# java netzwerk strategie game programmiert



## jigsan1 (14. Mrz 2006)

ich habe ein hava netzwerk strategie-game peogrammiert hier der link
http://jigsna.ji.funpic.de/Kopie von screenshot/introoo.html 

falls ihr es mal im einspiler modus testen wollt kann man hier 
http://jigsna.ji.funpic.de/akt/a2.php  als spieler anzahl 1 eingeben und
auf spiel starten klicken 

Funktionert es bei irgendjemanden? also bei mir klappts aber manche kriegen 
auch verbindung herstellen fehlgeschlagen

was kriegr ihr?


----------



## Redfrettchen (15. Mrz 2006)

Das Applet will Privilegien, die ich ihm nicht geben will. Wer weiß was für böse Sachen es mit meinem PC macht, nein danke!


----------



## MPW (15. Mrz 2006)

Worum geht es bei dem Spiel eigentlich?


----------



## jigsan1 (15. Mrz 2006)

es ist ein 2d strategie siel man spielt mit 2-20 spielern online
und es ist Rundenbasiert  

ich hab die intro page verbessert das ist der neue link:

http://jigsna.ji.funpic.de/akt/sy5.php
bzw: http://jigsna.ji.funpic.de/Kopie von screenshot/introoo.html


----------



## GagamehlO (1. Mai 2006)

Hui, das sieht aber sehr kompliziert aus....


----------

**Liste der Zeilen**:
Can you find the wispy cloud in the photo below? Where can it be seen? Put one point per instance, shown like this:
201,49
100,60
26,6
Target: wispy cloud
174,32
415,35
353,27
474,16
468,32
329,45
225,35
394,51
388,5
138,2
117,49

**Aufgabe**: Bitte bearbeite den Forumsthread zum Java-Strategiespiel von "## Redfrettchen (15." bis einschließlich "dem Spiel eigentlich?" und gib diesen Teil wieder, wobei "Applet" durch "Programm" ersetzt wird.

**Ergebnis**:
## Redfrettchen (15. Mrz 2006)

Das Programm will Privilegien, die ich ihm nicht geben will. Wer weiß was für böse Sachen es mit meinem PC macht, nein danke!


----------



## MPW (15. Mrz 2006)

Worum geht es bei dem Spiel eigentlich?